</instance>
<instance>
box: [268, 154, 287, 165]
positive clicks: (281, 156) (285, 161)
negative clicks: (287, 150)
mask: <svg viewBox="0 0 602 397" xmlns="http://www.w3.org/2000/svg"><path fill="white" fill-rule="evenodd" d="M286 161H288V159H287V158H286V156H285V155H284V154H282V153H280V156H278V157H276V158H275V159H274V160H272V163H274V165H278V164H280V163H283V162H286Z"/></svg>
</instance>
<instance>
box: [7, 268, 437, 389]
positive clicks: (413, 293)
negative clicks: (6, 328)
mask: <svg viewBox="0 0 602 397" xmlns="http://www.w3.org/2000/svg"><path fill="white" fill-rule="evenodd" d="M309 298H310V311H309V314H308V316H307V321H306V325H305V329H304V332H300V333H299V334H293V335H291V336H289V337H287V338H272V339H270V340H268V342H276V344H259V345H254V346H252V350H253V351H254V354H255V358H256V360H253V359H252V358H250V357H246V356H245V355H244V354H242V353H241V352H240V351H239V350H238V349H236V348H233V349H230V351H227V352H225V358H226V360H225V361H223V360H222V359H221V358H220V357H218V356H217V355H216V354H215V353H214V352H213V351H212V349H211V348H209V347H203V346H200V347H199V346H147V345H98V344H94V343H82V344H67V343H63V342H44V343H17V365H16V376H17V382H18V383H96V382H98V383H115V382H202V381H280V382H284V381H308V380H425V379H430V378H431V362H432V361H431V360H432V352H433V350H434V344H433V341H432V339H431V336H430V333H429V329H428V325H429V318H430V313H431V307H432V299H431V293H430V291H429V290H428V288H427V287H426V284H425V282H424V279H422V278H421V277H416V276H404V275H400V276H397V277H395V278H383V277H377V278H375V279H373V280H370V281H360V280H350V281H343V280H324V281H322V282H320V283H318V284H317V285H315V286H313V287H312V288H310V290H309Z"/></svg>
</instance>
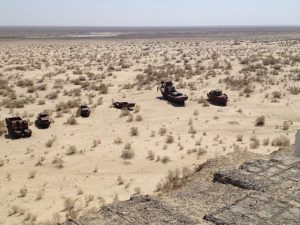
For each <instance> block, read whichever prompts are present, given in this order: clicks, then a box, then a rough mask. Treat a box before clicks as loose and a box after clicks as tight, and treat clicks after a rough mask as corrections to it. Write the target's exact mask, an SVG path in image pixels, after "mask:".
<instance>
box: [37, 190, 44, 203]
mask: <svg viewBox="0 0 300 225" xmlns="http://www.w3.org/2000/svg"><path fill="white" fill-rule="evenodd" d="M42 198H43V191H42V190H39V191H38V192H37V193H36V197H35V200H36V201H39V200H41V199H42Z"/></svg>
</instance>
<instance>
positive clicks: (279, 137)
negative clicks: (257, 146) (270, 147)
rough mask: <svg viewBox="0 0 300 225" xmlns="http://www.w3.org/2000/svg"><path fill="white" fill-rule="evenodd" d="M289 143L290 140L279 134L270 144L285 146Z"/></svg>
mask: <svg viewBox="0 0 300 225" xmlns="http://www.w3.org/2000/svg"><path fill="white" fill-rule="evenodd" d="M289 145H290V140H289V139H288V137H286V136H283V135H281V136H279V137H277V138H275V139H274V140H273V141H272V146H275V147H285V146H289Z"/></svg>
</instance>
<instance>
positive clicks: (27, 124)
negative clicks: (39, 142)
mask: <svg viewBox="0 0 300 225" xmlns="http://www.w3.org/2000/svg"><path fill="white" fill-rule="evenodd" d="M5 121H6V127H7V130H8V134H9V135H10V136H11V137H13V138H21V137H31V134H32V131H31V130H30V129H29V127H28V122H27V121H26V120H23V119H22V118H21V117H10V118H6V119H5Z"/></svg>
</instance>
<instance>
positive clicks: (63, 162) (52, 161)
mask: <svg viewBox="0 0 300 225" xmlns="http://www.w3.org/2000/svg"><path fill="white" fill-rule="evenodd" d="M52 164H54V165H55V167H56V168H57V169H61V168H63V167H64V161H63V160H62V159H61V158H58V157H56V158H55V159H54V160H53V161H52Z"/></svg>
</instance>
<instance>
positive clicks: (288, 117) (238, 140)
mask: <svg viewBox="0 0 300 225" xmlns="http://www.w3.org/2000/svg"><path fill="white" fill-rule="evenodd" d="M161 80H173V82H174V84H175V85H176V87H177V89H178V90H179V91H180V92H182V93H185V94H187V95H188V96H189V100H188V101H187V102H186V104H185V106H181V107H178V106H176V105H173V104H170V103H168V102H167V101H165V100H163V99H161V98H160V97H161V93H160V92H157V86H158V85H159V84H160V81H161ZM213 89H222V90H223V92H225V93H226V94H227V95H228V97H229V102H228V105H227V106H226V107H220V106H216V105H212V104H210V103H209V102H207V101H206V94H207V92H209V91H210V90H213ZM299 94H300V42H299V41H296V40H274V41H272V40H269V41H256V40H250V41H246V40H245V41H226V40H219V41H217V40H210V41H209V40H208V41H204V40H193V39H190V40H172V39H171V40H166V39H164V40H77V41H75V40H69V41H68V40H36V41H35V40H4V41H1V42H0V121H1V125H0V132H1V134H2V135H1V137H0V201H1V205H0V224H22V223H24V224H35V223H37V224H38V223H40V222H43V221H48V222H49V223H48V224H51V223H55V222H59V221H63V220H65V219H66V218H67V217H78V216H81V215H84V214H87V213H90V212H92V211H94V210H96V209H97V208H99V207H101V206H102V205H104V204H107V203H111V202H113V201H119V200H126V199H128V198H129V197H130V196H131V195H138V194H157V193H159V192H160V191H162V189H163V188H164V187H163V185H161V184H162V182H164V178H165V177H166V175H167V174H168V171H174V170H176V169H179V170H180V171H182V172H181V175H180V176H182V175H186V174H189V173H192V171H193V169H194V168H195V167H196V166H197V165H199V164H201V163H203V162H205V161H206V160H207V159H210V158H216V157H219V156H222V155H225V154H228V153H230V152H234V151H240V152H247V151H249V152H254V153H259V154H264V155H268V154H270V153H271V152H273V151H275V150H277V149H278V147H280V146H286V145H289V144H293V143H294V136H295V132H296V128H298V127H300V114H299V110H300V101H299ZM114 101H129V102H134V103H136V104H137V107H135V109H134V110H133V111H132V112H126V111H121V110H118V109H115V108H113V107H111V105H112V102H114ZM83 103H86V104H88V105H89V106H90V107H91V109H92V112H91V115H90V117H89V118H81V117H76V111H77V108H78V106H79V105H80V104H83ZM45 110H46V111H47V112H48V113H50V114H51V117H52V118H53V120H54V121H55V122H54V123H53V124H51V126H50V128H49V129H38V128H36V127H35V125H34V121H35V118H36V116H37V114H38V113H40V112H43V111H45ZM16 115H20V116H22V117H23V118H25V119H27V120H28V121H29V123H30V128H31V129H32V132H33V133H32V137H30V138H21V139H12V138H10V137H9V136H8V135H7V134H6V133H5V131H6V128H5V124H4V120H5V118H6V117H10V116H16ZM72 115H74V117H75V119H74V117H72ZM70 118H72V119H71V120H70ZM73 123H74V124H73ZM125 153H126V154H125ZM124 154H125V156H127V157H124ZM122 156H123V157H122Z"/></svg>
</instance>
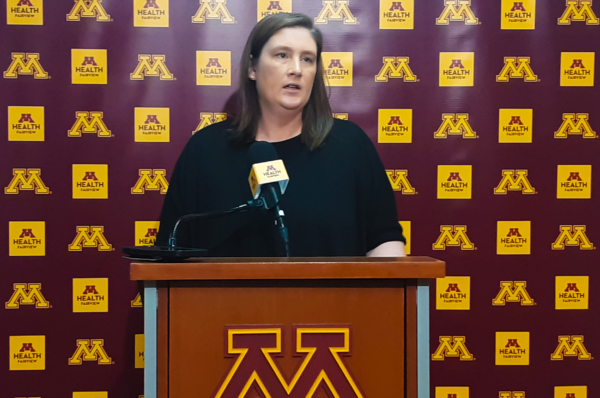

○ ○ ○

* [How to complete this task]: Collect every line in the records above that contains the string "negative", and copy each one in full. Letter case must match.

* [Response below]:
negative clicks: (287, 150)
negative clicks: (6, 328)
negative clicks: (257, 146) (270, 147)
negative clicks: (39, 142)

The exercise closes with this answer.